= WRITTEN INSTRUCTION =
Repeat each of the items below word for word, with no changes.

= THE DATA =

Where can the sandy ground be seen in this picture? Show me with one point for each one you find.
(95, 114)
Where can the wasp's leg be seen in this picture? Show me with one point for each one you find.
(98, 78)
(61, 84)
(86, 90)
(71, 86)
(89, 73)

= TASK RESPONSE =
Where can the sandy ground be seen in this picture? Show me with one point for each one you find.
(95, 114)
Where can the wasp's leg be seen in this picture? Show me with one point for each one you find.
(98, 78)
(61, 84)
(86, 90)
(71, 86)
(89, 73)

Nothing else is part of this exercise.